• **Opgave 1**: Hernoem in alle items onder de tekst over brandveiligheid "bounding boxes" naar "bounding rectangles" en geef de regels van die items verder ongewijzigd terug.
:: Gekozen fragment ::
Antwoord schriftelijke vragen : Antwoord op vragen van de leden Koerhuis en Beckerman over brandveiligheid
Vragen van de leden Koerhuis (VVD) en Beckerman (SP) aan de Minister van Binnenlandse Zaken en Koninkrijksrelaties over brandveiligheid (ingezonden 17 mei 2021).
Antwoord van Minister Ollongren (Binnenlandse Zaken en Koninkrijksrelaties) (ontvangen
18 juni 2021). Zie ook Aanhangsel Handelingen, vergaderjaar 2020–2021, nr. 3066.
Vraag 1
Heeft u de uitzending Brandende belangen van tv-programma Zembla gezien?1
Antwoord 1
Ja.
Vraag 2
Wat vindt u van de uitspraak van de Hoofdofficier van de Brandweer Rotterdam dat een
brand zoals heeft plaatsgevonden in de Grenfell toren ook in Nederland kan plaatsvinden?
:::
:: Materiaal voor opdracht ::
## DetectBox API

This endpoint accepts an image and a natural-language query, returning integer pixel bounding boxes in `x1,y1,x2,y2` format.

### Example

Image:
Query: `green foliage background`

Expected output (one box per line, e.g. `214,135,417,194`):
:::
• **Opgave 2**: Schrijf het fragment over brandveiligheid verder, te beginnen na de laatste zin die er staat.

• **Resultaat 1**:
## DetectBox API

This endpoint accepts an image and a natural-language query, returning integer pixel bounding rectangles in `x1,y1,x2,y2` format.

### Example

Image:
Query: `green foliage background`

Expected output (one box per line, e.g. `214,135,417,194`):

• **Resultaat 2**:
Antwoord 2
Deze uitspraak past binnen hetgeen ik uw Kamer eerder heb gemeld in mijn brief van
16 juni 2020 (TK 28 325 nr. 213) over het rapport van de Adviescommissie Toepassing en Gelijkwaardigheid Bouwvoorschriften
(ATGB) over het onderzoeksrapport van de Grenfell Tower Inquiry. Ook volgens de ATGB
is de kans dat er in Nederland een soortgelijke gevelbrand optreedt niet uit te sluiten.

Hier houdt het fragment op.